◆ THE EXERCISE ◆
Copy out the material from the line with "I want to know if any dirt" to the line with "[384, 132, 715, 715]", swapping "dirt ground" for "gravel surface" and leaving everything else unchanged.

── MATERIAL ──

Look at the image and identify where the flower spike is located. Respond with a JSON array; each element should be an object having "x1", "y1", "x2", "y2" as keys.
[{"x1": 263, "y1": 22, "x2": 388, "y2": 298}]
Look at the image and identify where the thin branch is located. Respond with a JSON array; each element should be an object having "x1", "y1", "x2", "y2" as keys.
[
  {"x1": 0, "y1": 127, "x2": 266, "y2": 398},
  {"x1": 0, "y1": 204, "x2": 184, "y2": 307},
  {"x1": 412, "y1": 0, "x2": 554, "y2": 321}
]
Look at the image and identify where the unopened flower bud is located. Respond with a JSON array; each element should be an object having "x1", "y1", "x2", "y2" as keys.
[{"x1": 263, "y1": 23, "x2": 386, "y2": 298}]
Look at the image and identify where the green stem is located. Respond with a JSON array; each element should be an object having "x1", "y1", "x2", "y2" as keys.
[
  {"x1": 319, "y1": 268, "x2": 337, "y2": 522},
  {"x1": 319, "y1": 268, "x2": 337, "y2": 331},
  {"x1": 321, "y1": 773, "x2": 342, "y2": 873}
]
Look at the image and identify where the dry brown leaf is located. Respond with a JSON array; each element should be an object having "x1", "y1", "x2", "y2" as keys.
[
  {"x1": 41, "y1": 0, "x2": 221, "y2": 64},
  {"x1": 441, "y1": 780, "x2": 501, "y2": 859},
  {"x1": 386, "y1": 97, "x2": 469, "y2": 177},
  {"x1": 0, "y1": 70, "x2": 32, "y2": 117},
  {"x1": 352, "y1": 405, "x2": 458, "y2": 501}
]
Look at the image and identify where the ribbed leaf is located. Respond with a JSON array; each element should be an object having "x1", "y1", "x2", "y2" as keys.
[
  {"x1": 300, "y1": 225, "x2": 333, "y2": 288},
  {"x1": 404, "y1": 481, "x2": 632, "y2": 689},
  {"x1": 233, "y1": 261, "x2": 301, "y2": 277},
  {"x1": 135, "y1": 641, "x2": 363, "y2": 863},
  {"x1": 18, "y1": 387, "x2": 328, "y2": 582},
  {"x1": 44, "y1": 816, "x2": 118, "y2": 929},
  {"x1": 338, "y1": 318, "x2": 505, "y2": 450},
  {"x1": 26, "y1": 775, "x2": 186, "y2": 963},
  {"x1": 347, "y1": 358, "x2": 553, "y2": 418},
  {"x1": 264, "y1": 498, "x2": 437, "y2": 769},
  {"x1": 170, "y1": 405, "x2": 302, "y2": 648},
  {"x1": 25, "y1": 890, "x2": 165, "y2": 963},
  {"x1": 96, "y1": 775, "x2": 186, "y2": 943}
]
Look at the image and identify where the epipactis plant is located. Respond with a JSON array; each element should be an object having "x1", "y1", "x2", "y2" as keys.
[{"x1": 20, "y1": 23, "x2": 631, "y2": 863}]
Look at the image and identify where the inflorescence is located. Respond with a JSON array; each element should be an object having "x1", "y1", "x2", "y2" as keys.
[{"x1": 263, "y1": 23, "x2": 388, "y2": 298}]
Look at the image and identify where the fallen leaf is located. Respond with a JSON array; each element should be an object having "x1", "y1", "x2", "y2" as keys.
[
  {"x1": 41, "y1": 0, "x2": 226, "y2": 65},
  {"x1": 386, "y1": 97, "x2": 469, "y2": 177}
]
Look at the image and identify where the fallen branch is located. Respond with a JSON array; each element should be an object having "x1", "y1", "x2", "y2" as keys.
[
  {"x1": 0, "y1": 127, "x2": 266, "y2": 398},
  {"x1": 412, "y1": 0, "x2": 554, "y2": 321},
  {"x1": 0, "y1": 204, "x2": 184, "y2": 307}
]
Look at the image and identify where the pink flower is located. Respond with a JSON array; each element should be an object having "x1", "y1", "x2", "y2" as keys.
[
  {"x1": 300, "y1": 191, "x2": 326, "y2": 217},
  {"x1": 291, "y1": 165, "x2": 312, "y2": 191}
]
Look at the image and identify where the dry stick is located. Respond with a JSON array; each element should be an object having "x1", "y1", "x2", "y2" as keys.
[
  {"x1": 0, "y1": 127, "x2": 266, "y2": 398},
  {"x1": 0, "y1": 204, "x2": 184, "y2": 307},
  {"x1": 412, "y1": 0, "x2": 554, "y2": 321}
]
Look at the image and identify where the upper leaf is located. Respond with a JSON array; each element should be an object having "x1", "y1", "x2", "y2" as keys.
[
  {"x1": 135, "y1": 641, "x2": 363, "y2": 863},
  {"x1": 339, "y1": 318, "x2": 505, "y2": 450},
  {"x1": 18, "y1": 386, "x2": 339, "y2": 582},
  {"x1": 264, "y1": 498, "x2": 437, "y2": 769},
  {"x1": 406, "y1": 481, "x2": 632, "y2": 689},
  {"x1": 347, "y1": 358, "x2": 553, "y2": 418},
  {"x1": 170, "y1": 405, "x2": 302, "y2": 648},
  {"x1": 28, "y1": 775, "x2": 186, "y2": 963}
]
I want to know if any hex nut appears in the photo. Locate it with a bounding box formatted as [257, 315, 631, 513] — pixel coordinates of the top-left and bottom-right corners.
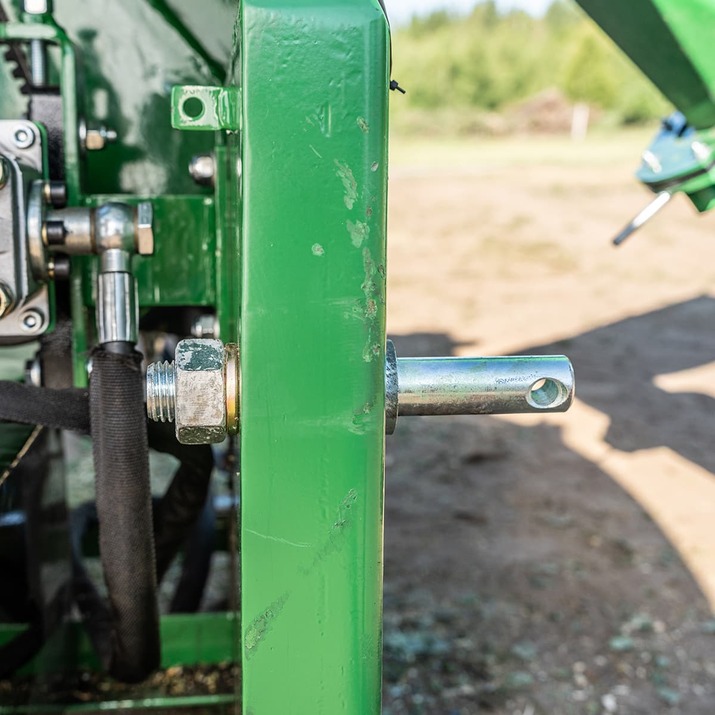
[174, 338, 227, 444]
[136, 201, 154, 256]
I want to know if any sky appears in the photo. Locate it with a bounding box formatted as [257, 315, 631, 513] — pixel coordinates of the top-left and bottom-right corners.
[385, 0, 551, 25]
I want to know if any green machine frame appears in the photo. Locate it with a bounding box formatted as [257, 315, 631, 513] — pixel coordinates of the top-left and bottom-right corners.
[5, 0, 715, 715]
[240, 0, 389, 715]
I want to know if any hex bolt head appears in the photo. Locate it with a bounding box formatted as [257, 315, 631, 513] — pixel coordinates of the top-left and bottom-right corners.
[21, 309, 45, 333]
[0, 282, 15, 318]
[174, 338, 227, 444]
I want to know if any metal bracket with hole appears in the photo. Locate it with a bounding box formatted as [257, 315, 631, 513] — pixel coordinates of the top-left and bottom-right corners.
[171, 85, 240, 131]
[0, 120, 50, 340]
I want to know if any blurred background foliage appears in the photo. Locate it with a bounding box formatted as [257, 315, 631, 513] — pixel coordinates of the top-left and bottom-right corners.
[388, 0, 670, 134]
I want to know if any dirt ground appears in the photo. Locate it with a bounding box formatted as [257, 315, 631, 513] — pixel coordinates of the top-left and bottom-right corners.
[384, 132, 715, 715]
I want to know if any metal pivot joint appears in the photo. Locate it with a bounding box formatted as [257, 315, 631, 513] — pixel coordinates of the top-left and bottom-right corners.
[146, 339, 574, 444]
[385, 340, 574, 434]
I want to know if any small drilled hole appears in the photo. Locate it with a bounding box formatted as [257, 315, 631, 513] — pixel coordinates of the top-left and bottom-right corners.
[181, 97, 204, 119]
[526, 377, 566, 410]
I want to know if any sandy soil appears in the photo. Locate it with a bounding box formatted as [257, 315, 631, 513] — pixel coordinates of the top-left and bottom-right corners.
[385, 133, 715, 715]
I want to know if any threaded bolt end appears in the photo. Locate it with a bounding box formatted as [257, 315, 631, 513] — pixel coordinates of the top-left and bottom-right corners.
[146, 362, 176, 422]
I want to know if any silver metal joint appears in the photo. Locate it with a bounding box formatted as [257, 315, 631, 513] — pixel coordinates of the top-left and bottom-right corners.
[146, 362, 176, 422]
[385, 341, 574, 434]
[146, 338, 574, 444]
[146, 338, 240, 444]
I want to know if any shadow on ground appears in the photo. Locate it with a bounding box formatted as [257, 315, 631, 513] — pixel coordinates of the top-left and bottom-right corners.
[385, 316, 715, 715]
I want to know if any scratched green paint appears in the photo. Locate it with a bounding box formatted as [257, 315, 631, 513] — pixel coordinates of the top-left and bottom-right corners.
[577, 0, 715, 129]
[240, 0, 389, 715]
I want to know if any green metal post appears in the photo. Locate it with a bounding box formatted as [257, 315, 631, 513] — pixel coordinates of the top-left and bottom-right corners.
[240, 0, 389, 715]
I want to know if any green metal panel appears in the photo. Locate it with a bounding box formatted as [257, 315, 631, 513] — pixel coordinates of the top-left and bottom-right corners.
[577, 0, 715, 128]
[240, 0, 389, 715]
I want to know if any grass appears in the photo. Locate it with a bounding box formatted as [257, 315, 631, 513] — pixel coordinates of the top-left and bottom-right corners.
[390, 126, 657, 171]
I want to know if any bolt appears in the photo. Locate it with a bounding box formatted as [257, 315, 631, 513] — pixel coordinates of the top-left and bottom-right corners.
[146, 338, 240, 444]
[189, 154, 216, 186]
[0, 283, 15, 318]
[146, 362, 176, 422]
[21, 310, 45, 333]
[13, 125, 35, 149]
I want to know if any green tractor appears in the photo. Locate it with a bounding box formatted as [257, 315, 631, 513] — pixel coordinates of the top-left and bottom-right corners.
[0, 0, 715, 715]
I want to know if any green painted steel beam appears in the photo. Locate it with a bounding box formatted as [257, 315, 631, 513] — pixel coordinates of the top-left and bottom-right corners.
[240, 0, 389, 715]
[577, 0, 715, 129]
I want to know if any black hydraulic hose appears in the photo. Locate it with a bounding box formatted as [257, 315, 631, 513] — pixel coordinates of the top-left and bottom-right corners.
[148, 422, 214, 581]
[89, 347, 161, 682]
[0, 360, 216, 682]
[0, 380, 89, 434]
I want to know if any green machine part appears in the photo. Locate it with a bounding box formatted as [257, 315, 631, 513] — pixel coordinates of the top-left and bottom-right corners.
[577, 0, 715, 224]
[240, 0, 389, 715]
[0, 0, 390, 715]
[577, 0, 715, 129]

───

◆ WRITTEN SOLUTION ◆
I want to know if any gravel surface appears in the photo. Locate it with a bounding box formatted as [257, 315, 631, 513] — pixel coordinates of the top-left and bottom-right corners.
[384, 132, 715, 715]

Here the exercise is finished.